[Begin Records to use]

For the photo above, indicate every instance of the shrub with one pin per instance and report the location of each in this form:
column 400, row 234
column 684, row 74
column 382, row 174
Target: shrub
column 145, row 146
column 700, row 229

[End Records to use]

Exercise prompt: Can you format the lines above as a Markdown table, leaving out blank lines, with a "No." column numbering each row and a "Text" column holding the line itself?

Response to the task:
| No. | Text |
|---|---|
| 1 | For the photo above, indicate every instance of the shrub with one pin per instance and report the location of each in this form: |
| 2 | column 400, row 234 |
| 3 | column 684, row 74 |
| 4 | column 382, row 174 |
| 5 | Target: shrub |
| 6 | column 145, row 146 |
| 7 | column 700, row 229 |